==== Texte choisi ====

DE M. DE SAINTE-MARIE'.

Vous m'avez fait l'honneur, monsieur, de me confier l'instruction de messieurs vos enfants: c'est à moi d'y répondre par tous mes soins et par toute l'étendue des lumières que je puis avoir; et j'ai cru que, pour cela, mon premier objet devoit être de bien connoître les sujets auxquels j'aurai affaire. C'est à quoi j'ai principalement employé le temps qu'il y a que j'ai l'honneur d'être dans votre maison; et je crois d'être suffisamment au fait à cet égard pour pouvoir régler là-dessus le plan de leur éducation. Il n'est pas nécessaire que je vous fasse compliment, monsieur, sur ce que 'y ai remarqué d'avantageux; l'affection que j'ai conçue pour eux se déclarera par des marques plus solides que des louanges, et ce n'est pas un père aussi tendre et aussi éclairé que vous l'êtes qu'il faut instruire des belles qualités de ses enfants.

** Ce projet, fait pour l'éducation des enfants de M. Bonnot de Mably, grand-prevót de Lyon, est de la fin de l'année 1740.

Il me reste à présent, monsieur, d'être éclairci par vous-même des vues particulières que vous pouvez avoir sur chacun d'eux, du degré d'autorité que vous êtes dans le dessein de m'accorder à leur égard, et des bornes que vous donnerez à mes droits pour les récompenses et les châtiments.

==== Données brutes ====

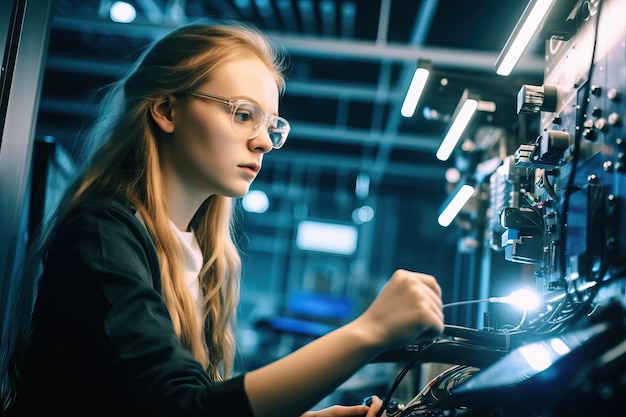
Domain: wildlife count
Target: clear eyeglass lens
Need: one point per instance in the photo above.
(248, 119)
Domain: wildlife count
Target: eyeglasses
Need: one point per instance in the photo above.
(248, 119)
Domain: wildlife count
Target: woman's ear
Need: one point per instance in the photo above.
(162, 112)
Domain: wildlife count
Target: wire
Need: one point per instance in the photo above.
(399, 379)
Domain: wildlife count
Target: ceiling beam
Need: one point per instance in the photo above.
(324, 48)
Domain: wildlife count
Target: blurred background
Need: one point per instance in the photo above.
(357, 190)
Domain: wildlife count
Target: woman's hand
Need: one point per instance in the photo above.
(348, 411)
(408, 305)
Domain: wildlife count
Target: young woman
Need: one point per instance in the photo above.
(139, 275)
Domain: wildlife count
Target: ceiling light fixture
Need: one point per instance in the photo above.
(533, 15)
(461, 195)
(416, 88)
(460, 119)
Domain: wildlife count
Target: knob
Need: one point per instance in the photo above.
(532, 99)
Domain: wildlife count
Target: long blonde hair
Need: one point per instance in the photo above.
(126, 164)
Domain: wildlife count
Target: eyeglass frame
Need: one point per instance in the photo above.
(234, 103)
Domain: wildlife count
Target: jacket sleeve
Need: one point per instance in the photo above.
(100, 291)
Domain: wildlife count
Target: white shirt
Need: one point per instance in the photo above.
(192, 262)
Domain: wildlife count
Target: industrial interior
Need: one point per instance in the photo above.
(526, 196)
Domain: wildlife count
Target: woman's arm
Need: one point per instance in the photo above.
(408, 305)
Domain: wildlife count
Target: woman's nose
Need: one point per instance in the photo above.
(261, 142)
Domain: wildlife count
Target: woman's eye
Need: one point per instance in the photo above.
(242, 116)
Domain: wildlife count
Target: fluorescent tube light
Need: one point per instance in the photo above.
(533, 15)
(455, 205)
(413, 94)
(460, 122)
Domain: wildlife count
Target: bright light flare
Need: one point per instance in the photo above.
(413, 94)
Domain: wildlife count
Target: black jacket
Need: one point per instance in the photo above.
(102, 339)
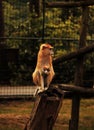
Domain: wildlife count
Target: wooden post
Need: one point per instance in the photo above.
(73, 125)
(45, 111)
(1, 22)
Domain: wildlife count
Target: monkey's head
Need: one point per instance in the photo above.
(47, 49)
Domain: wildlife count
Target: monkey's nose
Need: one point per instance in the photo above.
(52, 53)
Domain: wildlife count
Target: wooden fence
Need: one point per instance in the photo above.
(48, 104)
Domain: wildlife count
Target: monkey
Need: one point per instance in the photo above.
(44, 72)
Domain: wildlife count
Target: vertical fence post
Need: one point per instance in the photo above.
(1, 22)
(73, 125)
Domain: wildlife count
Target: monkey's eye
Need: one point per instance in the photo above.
(44, 47)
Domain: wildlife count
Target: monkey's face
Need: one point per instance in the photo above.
(47, 49)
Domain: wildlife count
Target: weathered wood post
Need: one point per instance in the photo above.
(79, 72)
(45, 110)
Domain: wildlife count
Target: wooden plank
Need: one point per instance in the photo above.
(45, 110)
(79, 72)
(75, 54)
(69, 4)
(75, 88)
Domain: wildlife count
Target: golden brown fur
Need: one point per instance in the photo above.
(44, 61)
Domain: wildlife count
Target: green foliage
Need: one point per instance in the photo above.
(25, 32)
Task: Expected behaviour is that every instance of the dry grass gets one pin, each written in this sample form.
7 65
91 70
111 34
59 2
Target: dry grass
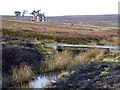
58 60
65 59
22 73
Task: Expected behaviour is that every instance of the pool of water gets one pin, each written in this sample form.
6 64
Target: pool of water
42 81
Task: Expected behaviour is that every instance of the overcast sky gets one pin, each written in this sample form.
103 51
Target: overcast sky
60 7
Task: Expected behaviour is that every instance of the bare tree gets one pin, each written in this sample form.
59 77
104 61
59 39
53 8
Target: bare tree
24 12
17 13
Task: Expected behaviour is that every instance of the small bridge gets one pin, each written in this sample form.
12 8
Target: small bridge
62 47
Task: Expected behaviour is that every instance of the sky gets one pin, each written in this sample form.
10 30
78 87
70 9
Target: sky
60 7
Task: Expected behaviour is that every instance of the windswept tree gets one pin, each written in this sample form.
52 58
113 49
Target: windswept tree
17 13
24 12
38 16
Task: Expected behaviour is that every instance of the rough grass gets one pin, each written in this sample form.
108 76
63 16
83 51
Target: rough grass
66 59
22 73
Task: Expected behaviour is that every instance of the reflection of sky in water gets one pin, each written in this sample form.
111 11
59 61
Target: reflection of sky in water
42 81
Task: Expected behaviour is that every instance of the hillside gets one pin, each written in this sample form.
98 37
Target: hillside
97 20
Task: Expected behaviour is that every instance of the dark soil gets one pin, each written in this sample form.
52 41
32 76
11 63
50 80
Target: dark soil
15 53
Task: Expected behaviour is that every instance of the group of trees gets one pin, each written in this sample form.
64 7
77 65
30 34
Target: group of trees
18 13
37 15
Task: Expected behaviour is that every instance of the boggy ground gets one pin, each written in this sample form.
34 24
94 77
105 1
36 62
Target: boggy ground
15 52
99 75
18 48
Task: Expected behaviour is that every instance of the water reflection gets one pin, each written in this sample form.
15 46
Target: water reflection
42 81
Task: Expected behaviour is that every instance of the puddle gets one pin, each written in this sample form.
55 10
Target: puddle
42 81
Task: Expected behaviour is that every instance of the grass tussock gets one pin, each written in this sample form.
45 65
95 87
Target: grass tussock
22 73
58 60
65 59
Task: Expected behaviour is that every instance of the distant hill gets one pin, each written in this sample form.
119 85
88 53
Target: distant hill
98 20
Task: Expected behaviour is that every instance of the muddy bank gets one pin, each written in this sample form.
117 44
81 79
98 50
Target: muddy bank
93 76
16 51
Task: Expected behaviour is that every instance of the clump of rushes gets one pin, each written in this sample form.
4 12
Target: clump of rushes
91 54
65 59
58 61
22 73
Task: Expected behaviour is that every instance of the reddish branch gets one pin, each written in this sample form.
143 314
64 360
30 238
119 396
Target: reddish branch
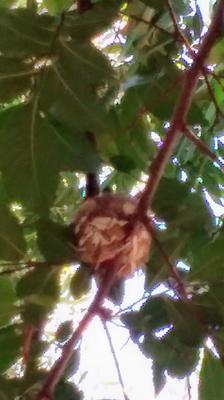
174 133
83 5
203 147
57 370
178 121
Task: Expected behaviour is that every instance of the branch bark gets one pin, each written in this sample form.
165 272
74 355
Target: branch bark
55 374
180 114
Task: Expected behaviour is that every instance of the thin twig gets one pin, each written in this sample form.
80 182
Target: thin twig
213 98
179 288
192 53
116 362
47 391
190 80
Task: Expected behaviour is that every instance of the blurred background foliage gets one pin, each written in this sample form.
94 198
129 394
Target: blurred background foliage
94 93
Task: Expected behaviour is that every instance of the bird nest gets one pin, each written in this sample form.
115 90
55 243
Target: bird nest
106 236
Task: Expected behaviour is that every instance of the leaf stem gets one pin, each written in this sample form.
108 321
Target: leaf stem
116 362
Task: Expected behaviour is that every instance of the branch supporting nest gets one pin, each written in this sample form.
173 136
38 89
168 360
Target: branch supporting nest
176 130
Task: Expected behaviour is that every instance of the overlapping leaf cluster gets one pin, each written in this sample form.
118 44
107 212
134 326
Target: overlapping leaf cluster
78 92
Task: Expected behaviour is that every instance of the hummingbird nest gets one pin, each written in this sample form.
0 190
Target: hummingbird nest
105 237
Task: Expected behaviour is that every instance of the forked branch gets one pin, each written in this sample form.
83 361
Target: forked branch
177 125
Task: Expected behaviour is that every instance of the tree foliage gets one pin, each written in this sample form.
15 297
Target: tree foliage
93 90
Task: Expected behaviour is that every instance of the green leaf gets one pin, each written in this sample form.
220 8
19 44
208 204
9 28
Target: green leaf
27 138
73 364
208 263
154 313
7 300
55 241
12 243
81 282
116 293
159 378
15 78
34 314
56 6
24 33
179 360
72 87
68 391
123 163
185 323
42 283
211 384
93 21
180 6
64 331
10 343
187 210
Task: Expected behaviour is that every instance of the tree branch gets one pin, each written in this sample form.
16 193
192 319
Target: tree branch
178 121
47 391
115 358
202 147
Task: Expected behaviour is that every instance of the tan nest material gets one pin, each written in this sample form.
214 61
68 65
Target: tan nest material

====

Exercices
1. D'après le texte choisi sur l'éducation, de quand date ce projet ?
2. Écrivez la suite du texte choisi sur l'éducation, juste après sa dernière phrase.

Réponses
1. Il date de la fin de l'année 1740.

2.
Il est probable, monsieur, que, m'ayant fait la faveur de m'agréer dans votre maison avec un appointement honorable et des distinctions flatteuses, vous avez attendu de moi des effets qui répondissent à des conditions si avantageuses; et l'on voit bien qu'il ne falloit pas tant de frais ni de façons pour donner à messieurs vos enfants un précepteur ordinaire qui leur apprît le rudiment, l'orthographe, et le catéchisme je me promets bien aussi de justifier de tout mon pouvoir les espérances favorables que vous avez pu concevoir sur mon compte; et, tout plein d'ailleurs de fautes et de foiblesses, vous ne me trouverez jamais à me démentir un instant sur le zèle et l'attachement que je dois à mes élèves.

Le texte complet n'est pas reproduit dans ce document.